Problem requirements ->
Convert the records below into a JSON list of strings, with each line as one string and any blank lines omitted.

═══ Dataset content

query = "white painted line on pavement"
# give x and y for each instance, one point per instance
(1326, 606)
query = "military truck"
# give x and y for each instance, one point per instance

══════

Exercise solution ->
[
  "query = \"white painted line on pavement\"",
  "# give x and y for each instance, one point per instance",
  "(1326, 606)",
  "query = \"military truck\"",
  "# give x and y for each instance, one point per instance"
]